*** Text block ***
Having well-known talent attached to a project can make all the difference. That was the case with the Sundance 2023 selection, The Pod Generation. Emilia Clarke was eager to work with writer-director Sophie Barthes and was also determined bring her story to screen. Signing on as a lead actor was key to making that happen, but so was her contribution as an executive producer on the production.

Clarke stars opposite Chiwetel Ejiofor as Rachel and Alvy, a couple living in the not-so-distant future with drastically different opinions on technology, how to live their lives, and how to have a baby. He’s a botanist determined to preserve as much of the natural world as possible whereas she’s a rising star at a tech company who embraces the surge of AI devices designed to make life easier. When Rachel scores a spot at the Womb Center, a facility that offers wannabe parents the opportunity to have a child with more convenience by using detachable, portable wombs — or rather, pods — she and Alvy explore, and debate, the role advanced technologies are playing in their lives.

In celebration of The Pod Generation’s Sundance premiere, Barthes, Clarke, and Rosalie Craig who delivers a pitch-perfect performance as Linda, the head of the Womb Center, all visited the Collider Studio presented by Saratoga Spring Water to discuss their experience bringing the story to screen. Barthes reveals how the story evolved over the years, Clarke offers insight into her experience producing her very first feature film, Craig discusses her approach to playing the movie’s most “demented” character, and so much more! Hear it all for yourself in the video at the top of this article or you can read the transcript below.
*** End of Text block ***
*** Data for analysis ***
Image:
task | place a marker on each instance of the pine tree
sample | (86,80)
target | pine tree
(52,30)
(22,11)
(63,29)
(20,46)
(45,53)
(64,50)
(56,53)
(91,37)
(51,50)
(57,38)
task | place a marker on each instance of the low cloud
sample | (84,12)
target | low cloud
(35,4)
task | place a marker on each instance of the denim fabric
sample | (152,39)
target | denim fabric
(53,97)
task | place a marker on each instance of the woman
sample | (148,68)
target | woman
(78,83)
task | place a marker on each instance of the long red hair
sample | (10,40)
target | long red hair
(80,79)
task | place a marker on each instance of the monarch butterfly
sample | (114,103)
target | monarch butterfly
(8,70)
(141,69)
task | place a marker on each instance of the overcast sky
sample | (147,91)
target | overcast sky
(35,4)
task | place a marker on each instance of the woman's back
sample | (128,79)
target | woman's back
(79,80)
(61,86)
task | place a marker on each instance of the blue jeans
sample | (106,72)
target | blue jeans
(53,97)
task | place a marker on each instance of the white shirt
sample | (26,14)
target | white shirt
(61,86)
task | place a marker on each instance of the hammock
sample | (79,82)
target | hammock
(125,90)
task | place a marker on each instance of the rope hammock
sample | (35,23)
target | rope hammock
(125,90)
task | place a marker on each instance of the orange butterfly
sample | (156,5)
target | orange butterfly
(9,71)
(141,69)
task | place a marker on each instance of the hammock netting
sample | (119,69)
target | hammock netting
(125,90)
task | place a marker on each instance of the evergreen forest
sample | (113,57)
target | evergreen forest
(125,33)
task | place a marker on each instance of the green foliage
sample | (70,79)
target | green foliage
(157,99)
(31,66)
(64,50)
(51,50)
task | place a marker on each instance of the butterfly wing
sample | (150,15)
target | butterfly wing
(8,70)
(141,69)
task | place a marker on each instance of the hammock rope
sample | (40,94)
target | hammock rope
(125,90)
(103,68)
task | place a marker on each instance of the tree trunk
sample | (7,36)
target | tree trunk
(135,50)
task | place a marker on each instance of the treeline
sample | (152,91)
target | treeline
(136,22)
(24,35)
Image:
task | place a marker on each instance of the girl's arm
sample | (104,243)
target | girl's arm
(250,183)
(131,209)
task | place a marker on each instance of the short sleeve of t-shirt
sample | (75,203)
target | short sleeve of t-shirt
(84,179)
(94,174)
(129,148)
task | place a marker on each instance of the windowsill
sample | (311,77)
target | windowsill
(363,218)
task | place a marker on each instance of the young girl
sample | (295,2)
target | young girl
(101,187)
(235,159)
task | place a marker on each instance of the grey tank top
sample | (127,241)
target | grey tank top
*** End of Data for analysis ***
§ Requirement A: List every character name from The Pod Generation that appears in the article above.
§ Requirement B: According to the article above, what is Alvy's job?

§ Result A: Rachel, Alvy, Linda

§ Result B: A botanist.